The gala, which drew 280 guests, marked the culmination of a transformative year for the Conservative synagogue, which introduced congregants to a new membership model, a new website, an online membership portal and several changes to the synagogue grounds. Nearly 200 new families joined Adat Ari El in 2018, which marked the most substantial growth for the Valley Village community in the past 20 years, said Jessica Biber, the synagogue’s director of community relations.

“It is truly an honor to celebrate our 80th anniversary alongside many of those who contributed to the foundation and growth of this community,” said Adat Ari El Senior Rabbi Jonathan Bernhard. “Generations of families have called Adat Ari El their second home, and it is crucial that we take a moment to reflect on those that helped pave the way for the generations to come.” 


From left: Jewish Communal Professionals of Southern California (JCPSC) honorees Rabbi Ruth Sohn, Craig and Louise Taubman, Jonathan Jacoby, Cari Uslan, Bailey London, and Erik Ludwig, representing the Zelikow School for Nonprofit Management at HUC-JIR.
Photo by Becca Grumet, JCPSC

The Jewish Communal Professionals of Southern California’s 38th Annual Honors dinner on Nov. 29 honored Jonathan Jacoby, Rabbi Ruth Sohn, Cari Uslan, Bailey London, Louise Brent Taubman and Craig Taubman, and the Zelikow School of Jewish Nonprofit Management at Hebrew Union College-Jewish Institute of Religion (HUC-JIR).

About 200 Jewish professionals from 20 organizations attended the event at Sinai Temple in Westwood.

Temple Emanuel of Beverly Hills Rabbi Emerita Laura Geller called Jacoby, who was presented with the Career Achievement Award, a “master collaborator” whose “visionary and courageous leadership turned the New Israel Fund into a major voice” in the conversation on Israel.

“If we take Israel seriously, we can’t stay on the sidelines,” Jacoby said, invoking Hillel’s injunction, “kol yisrael areyvim zeh lazeh,” translating to “all of Israel is responsible for one another.” Jacoby said “the word ‘areyvim’ means more than ‘responsible.’ An ‘arev’ is a guarantor. All Jews are guarantors of one another.”  

“Mentoring itself is being lifted up for the powerful role it can play in our lives,” said Sohn, as she accepted the Bobbi Asimow Award for Professional Mentorship for her work at HUC-JIR. She added that mentoring gives “incredible gifts,” including “the chance to develop a close relationship with a colleague or other person with whom we can ask questions and wonder out loud and not be afraid of being judged for not knowing.”

- _Information provided_
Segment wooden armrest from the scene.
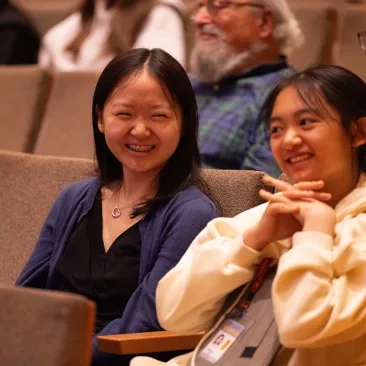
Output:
[97,331,204,355]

- _Required work_
[1] Answer these questions from the community news excerpt:
(a) How many guests attended the gala?
(b) At which venue was the Jewish Communal Professionals of Southern California's 38th Annual Honors dinner held?
(c) Which award did Rabbi Ruth Sohn accept?
[2] Reproduce the stretch of the community news excerpt from "The Jewish Communal" through "Temple in Westwood.".
[3] Continue the community news excerpt from the point at which it stops.
The listing comes from a source separate from the community news excerpt.

- _List of answers_
[1]
(a) 280 guests
(b) Sinai Temple in Westwood
(c) The Bobbi Asimow Award for Professional Mentorship

[2]
The Jewish Communal Professionals of Southern California’s 38th Annual Honors dinner on Nov. 29 honored Jonathan Jacoby, Rabbi Ruth Sohn, Cari Uslan, Bailey London, Louise Brent Taubman and Craig Taubman, and the Zelikow School of Jewish Nonprofit Management at Hebrew Union College-Jewish Institute of Religion (HUC-JIR).

About 200 Jewish professionals from 20 organizations attended the event at Sinai Temple in Westwood.

[3]
Jewish Big Brothers Big Sisters of Los Angeles (JBBBSLA) CEO Randy Schwab presented Uslan, director of development at JBBBSLA, with the Professional Excellence in Fundraising Award in recognition of her work transforming the agency and spurring growth.

“We don’t do this work for the accolades and the awards,” Uslan said. “We do it because we want to improve the lives of those who are struggling in our community.” 

“We’ve all heard the cliché, ‘It takes a village,’ and I can’t help but reflect on the village that has been so valuable in raising me over the last 12 years,” said London, accepting the Mark Meltzer Young Professional Award. 

The Taubmans received the Alan J. Kassin Award for Outstanding Professional Achievement for their work creating The Pico Union Project, a multifaith cultural arts center and house of worship. 

“If there’s one thing I’ve learned in our 60 years on this planet, it’s that the strongest currency in the universe is love,” Craig Taubman said. “We all need it, seek it, flourish and thrive when we find it. … May we all be remembered for lives well-lived and well-loved.”

A special award was presented in honor of the HUC-JIR’s Zelikow School of Jewish Nonprofit Management’s 50th anniversary. After a video that highlighted the school’s achievements and paid tribute to its founding director, the late Gerry Bubis, and its director emeritus, Richard Siegel, who died in July, alumni in attendance were asked to stand in recognition of their role in strengthening Jewish life in Los Angeles and beyond.